**Document excerpt:**
--------------------
Fishermen Aren't The Enemy on Conservation

Re: "Current Affairs" (MetroNews, Oct. 17). It is important to distinguish closures and conservation when looking at the Marine Life Protection Act (MLPA). Closure does not necessarily equal protection. Recreational fishermen and the public are skeptical that closures to recreational fishing will be an effective tool in protecting California's oceans. Precedent suggests that for practical purposes, closures are permanent with few if any opportunities to re-open debate.

Contrary to what some people believe, recreational fishermen are conservationists. Recreational fishermen and the public support the concept of "ocean parks" as defined areas managed for recreation, habitat conservation, sustainable ocean practices and recreational fishing.

The MLPA directed the Department of Fish and Game (DFG) to approach the task of fisheries management from a whole new perspective. The interests of the general public and recreational fishermen are aligned in this process. Both support scientifically based management of California's ocean resources based on fact, not emotion.
--------------------
**Provided material:**

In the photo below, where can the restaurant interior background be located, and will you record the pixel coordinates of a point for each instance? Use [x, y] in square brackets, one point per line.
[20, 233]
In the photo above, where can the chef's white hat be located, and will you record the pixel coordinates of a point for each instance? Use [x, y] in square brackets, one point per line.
--------------------
**Job A:** In the letter on fishermen and conservation, switch "skeptical" to "doubtful" and give the passage again from "Fishermen Aren't The" up to and including "to re-open debate.".
**Job B:** According to the letter on fishermen and conservation, list every purpose for which "ocean parks" would be managed as defined areas.

**Exercise result A:**
Fishermen Aren't The Enemy on Conservation

Re: "Current Affairs" (MetroNews, Oct. 17). It is important to distinguish closures and conservation when looking at the Marine Life Protection Act (MLPA). Closure does not necessarily equal protection. Recreational fishermen and the public are doubtful that closures to recreational fishing will be an effective tool in protecting California's oceans. Precedent suggests that for practical purposes, closures are permanent with few if any opportunities to re-open debate.

**Exercise result B:**
- Recreation
- Habitat conservation
- Sustainable ocean practices
- Recreational fishing